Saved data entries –
=-=-=-=-=
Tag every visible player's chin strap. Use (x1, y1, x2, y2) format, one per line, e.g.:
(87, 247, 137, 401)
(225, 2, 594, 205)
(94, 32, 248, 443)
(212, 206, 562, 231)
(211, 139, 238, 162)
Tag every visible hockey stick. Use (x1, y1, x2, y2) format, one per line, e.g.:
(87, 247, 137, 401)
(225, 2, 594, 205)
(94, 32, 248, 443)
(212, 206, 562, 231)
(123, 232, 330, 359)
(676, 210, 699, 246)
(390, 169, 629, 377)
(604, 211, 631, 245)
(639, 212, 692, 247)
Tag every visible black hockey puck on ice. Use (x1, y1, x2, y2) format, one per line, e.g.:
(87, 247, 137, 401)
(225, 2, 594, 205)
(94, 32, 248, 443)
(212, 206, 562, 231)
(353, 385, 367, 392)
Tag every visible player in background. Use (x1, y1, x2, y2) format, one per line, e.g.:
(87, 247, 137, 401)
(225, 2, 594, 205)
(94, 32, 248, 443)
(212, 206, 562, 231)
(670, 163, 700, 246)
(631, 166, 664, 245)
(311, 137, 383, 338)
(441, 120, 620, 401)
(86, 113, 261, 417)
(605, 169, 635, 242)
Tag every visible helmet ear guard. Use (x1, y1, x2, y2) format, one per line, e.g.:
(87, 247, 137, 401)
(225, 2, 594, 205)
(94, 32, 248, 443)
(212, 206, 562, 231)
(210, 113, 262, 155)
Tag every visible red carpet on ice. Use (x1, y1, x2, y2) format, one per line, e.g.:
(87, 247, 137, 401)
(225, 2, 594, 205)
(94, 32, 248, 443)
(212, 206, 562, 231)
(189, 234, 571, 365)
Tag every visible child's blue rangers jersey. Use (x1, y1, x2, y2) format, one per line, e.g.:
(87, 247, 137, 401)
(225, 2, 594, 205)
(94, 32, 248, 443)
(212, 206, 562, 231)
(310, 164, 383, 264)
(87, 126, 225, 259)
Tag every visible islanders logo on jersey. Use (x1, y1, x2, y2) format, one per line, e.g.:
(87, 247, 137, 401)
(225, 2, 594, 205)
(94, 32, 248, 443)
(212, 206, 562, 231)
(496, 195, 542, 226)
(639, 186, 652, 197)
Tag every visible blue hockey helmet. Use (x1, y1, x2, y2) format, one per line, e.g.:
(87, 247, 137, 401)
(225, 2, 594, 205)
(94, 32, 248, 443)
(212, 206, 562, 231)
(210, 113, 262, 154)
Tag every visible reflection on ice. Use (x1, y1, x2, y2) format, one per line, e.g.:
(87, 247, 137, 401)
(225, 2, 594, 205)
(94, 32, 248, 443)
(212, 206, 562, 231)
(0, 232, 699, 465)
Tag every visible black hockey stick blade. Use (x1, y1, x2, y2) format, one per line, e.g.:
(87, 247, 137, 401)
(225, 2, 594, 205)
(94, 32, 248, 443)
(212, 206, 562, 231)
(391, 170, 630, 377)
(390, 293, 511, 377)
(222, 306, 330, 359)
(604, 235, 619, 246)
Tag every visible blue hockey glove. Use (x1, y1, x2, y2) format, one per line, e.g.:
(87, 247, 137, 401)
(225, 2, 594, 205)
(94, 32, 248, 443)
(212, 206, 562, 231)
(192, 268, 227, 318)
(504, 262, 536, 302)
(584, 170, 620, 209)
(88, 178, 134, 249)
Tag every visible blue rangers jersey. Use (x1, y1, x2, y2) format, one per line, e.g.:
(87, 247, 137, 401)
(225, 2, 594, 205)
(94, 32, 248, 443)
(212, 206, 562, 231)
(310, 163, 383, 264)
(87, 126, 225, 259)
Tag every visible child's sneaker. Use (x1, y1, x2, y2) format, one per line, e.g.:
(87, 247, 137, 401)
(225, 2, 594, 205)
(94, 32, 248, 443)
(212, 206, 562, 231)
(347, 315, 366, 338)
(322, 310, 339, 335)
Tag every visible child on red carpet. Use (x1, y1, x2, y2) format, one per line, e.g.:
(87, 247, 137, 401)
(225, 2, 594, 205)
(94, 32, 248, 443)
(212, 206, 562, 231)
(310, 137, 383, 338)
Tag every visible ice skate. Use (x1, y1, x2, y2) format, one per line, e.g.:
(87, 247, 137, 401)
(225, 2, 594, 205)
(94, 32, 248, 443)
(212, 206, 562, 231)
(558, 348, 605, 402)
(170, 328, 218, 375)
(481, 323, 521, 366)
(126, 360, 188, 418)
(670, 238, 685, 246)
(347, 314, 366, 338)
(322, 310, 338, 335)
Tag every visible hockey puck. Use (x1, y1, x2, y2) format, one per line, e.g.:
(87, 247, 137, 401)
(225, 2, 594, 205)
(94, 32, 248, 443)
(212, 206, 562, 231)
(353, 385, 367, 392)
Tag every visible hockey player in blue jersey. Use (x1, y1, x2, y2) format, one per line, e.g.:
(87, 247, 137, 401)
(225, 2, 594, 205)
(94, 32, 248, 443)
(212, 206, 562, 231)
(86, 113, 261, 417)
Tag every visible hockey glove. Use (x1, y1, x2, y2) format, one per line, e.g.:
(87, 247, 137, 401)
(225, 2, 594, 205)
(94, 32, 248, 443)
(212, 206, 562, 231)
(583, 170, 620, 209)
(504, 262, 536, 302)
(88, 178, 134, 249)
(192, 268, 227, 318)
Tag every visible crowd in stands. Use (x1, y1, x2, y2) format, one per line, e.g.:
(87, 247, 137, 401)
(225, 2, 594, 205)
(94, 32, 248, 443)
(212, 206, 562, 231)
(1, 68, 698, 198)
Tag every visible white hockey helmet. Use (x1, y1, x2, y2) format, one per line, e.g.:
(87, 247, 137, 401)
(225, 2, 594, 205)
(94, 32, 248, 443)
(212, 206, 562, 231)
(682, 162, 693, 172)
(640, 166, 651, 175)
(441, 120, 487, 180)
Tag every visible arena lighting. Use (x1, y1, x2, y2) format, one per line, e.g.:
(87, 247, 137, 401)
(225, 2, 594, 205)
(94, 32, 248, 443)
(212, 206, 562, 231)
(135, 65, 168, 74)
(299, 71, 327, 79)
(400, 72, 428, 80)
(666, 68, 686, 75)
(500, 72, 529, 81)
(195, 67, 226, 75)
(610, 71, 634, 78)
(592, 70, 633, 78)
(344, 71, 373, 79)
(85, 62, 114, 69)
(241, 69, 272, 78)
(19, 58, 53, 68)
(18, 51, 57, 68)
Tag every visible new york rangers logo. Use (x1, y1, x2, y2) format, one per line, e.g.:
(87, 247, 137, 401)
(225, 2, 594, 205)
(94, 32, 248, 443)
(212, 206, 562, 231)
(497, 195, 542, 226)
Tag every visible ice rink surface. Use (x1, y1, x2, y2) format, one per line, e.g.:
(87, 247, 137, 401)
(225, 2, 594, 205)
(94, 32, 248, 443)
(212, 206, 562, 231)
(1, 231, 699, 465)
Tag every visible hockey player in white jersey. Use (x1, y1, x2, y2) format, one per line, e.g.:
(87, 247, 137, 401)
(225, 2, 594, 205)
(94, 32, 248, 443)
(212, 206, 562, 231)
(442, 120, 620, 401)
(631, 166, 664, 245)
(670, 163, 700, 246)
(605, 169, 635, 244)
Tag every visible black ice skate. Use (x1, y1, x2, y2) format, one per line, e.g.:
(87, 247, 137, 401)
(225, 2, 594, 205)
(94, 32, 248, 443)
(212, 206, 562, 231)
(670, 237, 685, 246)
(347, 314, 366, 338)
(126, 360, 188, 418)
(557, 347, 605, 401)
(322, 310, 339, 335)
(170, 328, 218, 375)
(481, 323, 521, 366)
=-=-=-=-=
AIM OF THE TASK – Write all the entries out again exactly as they are.

COMPLETED EXERCISE –
Tag every visible player's chin strap. Use (x1, y1, x2, y2) format, one per line, e.g.:
(87, 247, 137, 401)
(225, 2, 594, 205)
(94, 32, 248, 443)
(212, 206, 562, 231)
(211, 139, 238, 162)
Tag every visible hockey stick. Use (x1, y1, x2, y2) format, one per line, e.g.:
(87, 247, 137, 401)
(225, 2, 594, 205)
(94, 32, 248, 443)
(212, 206, 562, 231)
(123, 232, 330, 359)
(676, 210, 699, 246)
(390, 169, 629, 377)
(604, 211, 631, 245)
(639, 212, 692, 247)
Tag every visible black hockey puck on ice. Use (x1, y1, x2, y2) format, one per line, e.g.:
(87, 247, 137, 401)
(225, 2, 594, 205)
(94, 32, 248, 443)
(212, 206, 562, 231)
(353, 385, 367, 392)
Tag every visible player in background. Use (x1, y1, x2, y2) format, one per line, e.g.:
(87, 247, 137, 401)
(225, 2, 594, 205)
(94, 32, 248, 443)
(212, 206, 562, 231)
(670, 163, 700, 246)
(631, 166, 664, 245)
(311, 137, 383, 338)
(441, 120, 620, 401)
(86, 113, 261, 417)
(605, 169, 635, 242)
Tag every visible helmet ear guard. Use (x1, y1, x2, y2) format, one per line, e.g.:
(87, 247, 137, 401)
(225, 2, 594, 205)
(94, 32, 248, 443)
(212, 206, 562, 231)
(210, 113, 262, 155)
Tag every visible red carpet on ice. Use (x1, y1, x2, y2) format, one per line, e.g.:
(87, 247, 137, 401)
(225, 2, 594, 205)
(94, 32, 248, 443)
(212, 206, 562, 231)
(189, 234, 571, 365)
Tag every visible child's blue rangers jersey. Use (x1, y1, x2, y2) format, one per line, e.g.:
(87, 247, 137, 401)
(225, 2, 594, 205)
(94, 32, 248, 443)
(212, 206, 562, 231)
(310, 164, 383, 264)
(87, 126, 225, 259)
Tag every visible islanders logo on jersey. Use (x1, y1, x2, y2) format, one per line, e.g.:
(87, 247, 137, 401)
(225, 2, 594, 205)
(94, 32, 248, 443)
(212, 206, 562, 231)
(496, 195, 542, 226)
(639, 186, 652, 197)
Tag every visible blue hockey helmet. Use (x1, y1, x2, y2) format, one per line, e.g.:
(87, 247, 137, 401)
(225, 2, 594, 205)
(94, 32, 248, 443)
(212, 206, 562, 231)
(210, 113, 262, 154)
Tag every visible reflection on ice. Use (x1, y1, x2, y2) format, one per line, e.g.:
(87, 247, 137, 401)
(225, 2, 594, 205)
(94, 32, 248, 443)
(212, 206, 562, 231)
(0, 232, 699, 465)
Tag every visible black hockey stick blade. Use (x1, y1, x2, y2) format, one per line, e.g.:
(87, 247, 137, 401)
(225, 2, 594, 205)
(94, 32, 248, 443)
(212, 206, 562, 231)
(391, 170, 630, 377)
(390, 293, 511, 377)
(222, 306, 330, 359)
(604, 235, 619, 246)
Tag every visible blue hockey glove. Use (x1, y1, x2, y2) format, one per line, e.g.:
(87, 247, 137, 401)
(225, 2, 594, 205)
(94, 32, 248, 443)
(212, 206, 562, 231)
(192, 268, 227, 318)
(504, 262, 536, 302)
(584, 170, 620, 209)
(88, 178, 134, 249)
Tag every visible blue rangers jersey. Use (x1, y1, x2, y2) format, one per line, e.g.:
(87, 247, 137, 401)
(225, 2, 594, 205)
(94, 32, 248, 443)
(212, 206, 562, 231)
(310, 163, 383, 264)
(87, 126, 225, 259)
Tag every visible child's sneaker. Use (x1, y1, x2, y2) format, one per line, e.g.:
(87, 247, 137, 401)
(225, 2, 594, 205)
(94, 32, 248, 443)
(212, 206, 562, 231)
(347, 315, 366, 338)
(322, 310, 339, 335)
Tag every visible child on red carpet. Use (x1, y1, x2, y2) format, one per line, e.g.:
(87, 247, 137, 401)
(225, 2, 594, 205)
(94, 32, 248, 443)
(212, 206, 562, 231)
(310, 137, 383, 338)
Tag every visible ice skate. Use (x1, y1, x2, y2) format, one per line, e.g.:
(87, 247, 137, 401)
(225, 2, 594, 205)
(94, 32, 248, 443)
(212, 206, 562, 231)
(558, 348, 605, 402)
(170, 328, 218, 375)
(481, 323, 521, 366)
(126, 360, 188, 418)
(670, 238, 685, 246)
(347, 314, 366, 338)
(322, 310, 338, 335)
Tag every visible hockey puck. Use (x1, y1, x2, y2) format, one per line, e.g.:
(87, 247, 137, 401)
(225, 2, 594, 205)
(94, 32, 248, 443)
(212, 206, 562, 231)
(353, 385, 367, 392)
Tag every visible hockey player in blue jersey. Use (x1, y1, x2, y2) format, one per line, e.g.:
(87, 247, 137, 401)
(225, 2, 594, 205)
(94, 32, 248, 443)
(212, 206, 562, 231)
(86, 113, 261, 417)
Tag every visible hockey glove. Use (x1, y1, x2, y2) format, one per line, e.g.:
(87, 247, 137, 401)
(225, 2, 594, 205)
(94, 32, 248, 443)
(212, 206, 562, 231)
(583, 170, 620, 209)
(504, 262, 536, 302)
(88, 178, 134, 249)
(192, 268, 227, 318)
Tag every visible crowd in stands. Use (x1, y1, x2, y2) format, one per line, e.g.:
(87, 247, 137, 401)
(225, 2, 594, 205)
(94, 32, 248, 443)
(212, 206, 562, 231)
(1, 68, 698, 198)
Tag every visible white hockey helmet. Use (x1, y1, x2, y2) format, one per line, e.g.:
(87, 247, 137, 401)
(225, 2, 594, 205)
(94, 32, 248, 443)
(212, 206, 562, 231)
(682, 162, 693, 172)
(640, 166, 651, 175)
(441, 120, 487, 180)
Tag every visible arena lighting. Use (x1, y1, x2, y2) format, one per line, e.g.:
(87, 247, 137, 401)
(225, 2, 594, 205)
(94, 32, 248, 443)
(212, 206, 562, 231)
(135, 65, 168, 74)
(299, 71, 327, 79)
(400, 72, 428, 80)
(666, 68, 686, 75)
(500, 72, 529, 81)
(195, 67, 226, 75)
(610, 71, 634, 78)
(592, 70, 633, 78)
(344, 71, 373, 79)
(85, 62, 114, 69)
(241, 69, 272, 78)
(19, 58, 53, 68)
(18, 51, 57, 68)
Tag every visible new york rangers logo. Use (x1, y1, x2, y2) format, one per line, e.g.:
(87, 247, 137, 401)
(225, 2, 594, 205)
(94, 32, 248, 443)
(212, 206, 562, 231)
(497, 195, 542, 226)
Tag every visible ice rink surface. Use (x1, y1, x2, y2) format, one per line, e.g.:
(87, 247, 137, 401)
(225, 2, 594, 205)
(94, 32, 248, 443)
(212, 206, 562, 231)
(1, 231, 699, 465)
Tag every visible hockey player in white jersey. Use (x1, y1, x2, y2) format, one per line, e.g.:
(87, 247, 137, 401)
(225, 2, 594, 205)
(94, 32, 248, 443)
(212, 206, 562, 231)
(442, 120, 620, 401)
(631, 166, 664, 245)
(670, 163, 700, 246)
(605, 169, 635, 244)
Tag every visible black ice skate. Use (x1, y1, x2, y2) format, one per line, e.g.:
(87, 247, 137, 401)
(225, 2, 594, 205)
(94, 32, 248, 443)
(212, 206, 562, 231)
(670, 237, 685, 246)
(347, 314, 366, 338)
(126, 360, 188, 418)
(557, 347, 605, 401)
(322, 310, 339, 335)
(170, 328, 218, 375)
(481, 323, 521, 366)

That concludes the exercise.